The task:
Print each line once more, unchanged, from the line holding "field in the photo above." to the end of the listing below.

Available data:
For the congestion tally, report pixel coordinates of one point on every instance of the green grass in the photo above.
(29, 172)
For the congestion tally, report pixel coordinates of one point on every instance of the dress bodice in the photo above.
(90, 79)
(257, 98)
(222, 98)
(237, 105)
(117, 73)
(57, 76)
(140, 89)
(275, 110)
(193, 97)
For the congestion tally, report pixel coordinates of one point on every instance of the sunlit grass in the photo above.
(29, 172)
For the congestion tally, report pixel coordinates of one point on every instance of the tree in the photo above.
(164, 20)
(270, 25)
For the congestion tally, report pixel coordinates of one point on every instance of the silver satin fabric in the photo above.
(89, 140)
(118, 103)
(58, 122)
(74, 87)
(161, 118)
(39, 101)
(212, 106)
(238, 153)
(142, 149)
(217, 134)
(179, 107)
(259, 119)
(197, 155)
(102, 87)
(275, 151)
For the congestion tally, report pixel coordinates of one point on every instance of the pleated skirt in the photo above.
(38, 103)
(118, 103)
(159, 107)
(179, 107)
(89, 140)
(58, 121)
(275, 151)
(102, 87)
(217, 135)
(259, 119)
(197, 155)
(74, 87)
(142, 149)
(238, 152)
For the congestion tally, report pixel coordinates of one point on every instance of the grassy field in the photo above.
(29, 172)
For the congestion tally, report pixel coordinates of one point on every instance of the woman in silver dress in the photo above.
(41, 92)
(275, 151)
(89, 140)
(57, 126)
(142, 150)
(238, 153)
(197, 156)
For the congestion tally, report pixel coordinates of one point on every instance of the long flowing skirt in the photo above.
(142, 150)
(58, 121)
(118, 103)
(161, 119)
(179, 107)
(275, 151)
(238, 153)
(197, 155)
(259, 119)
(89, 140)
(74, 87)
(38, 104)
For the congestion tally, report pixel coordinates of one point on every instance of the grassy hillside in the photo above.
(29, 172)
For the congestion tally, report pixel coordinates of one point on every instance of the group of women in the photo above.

Output below:
For the congestion tally, report pixel coordinates of one point on every instance of the grassy field in the photo above.
(29, 172)
For the congestion tally, report pixel coordinates of one point on every instance of the woman in silver dress in the photo above.
(41, 92)
(275, 151)
(89, 140)
(57, 126)
(142, 150)
(238, 153)
(197, 156)
For the congestion tally, report pixel coordinates of one point on every instance of the long flowing skirt in the photo above.
(142, 150)
(58, 121)
(118, 103)
(161, 119)
(179, 107)
(275, 151)
(238, 153)
(197, 155)
(259, 119)
(89, 140)
(74, 87)
(38, 104)
For the congestion tally, report pixel coordinates of one point on every instance of the grassy hillside in the photo above.
(29, 172)
For the congestion tally, report pixel coordinates of one point on every instance of the group of women in the photo above.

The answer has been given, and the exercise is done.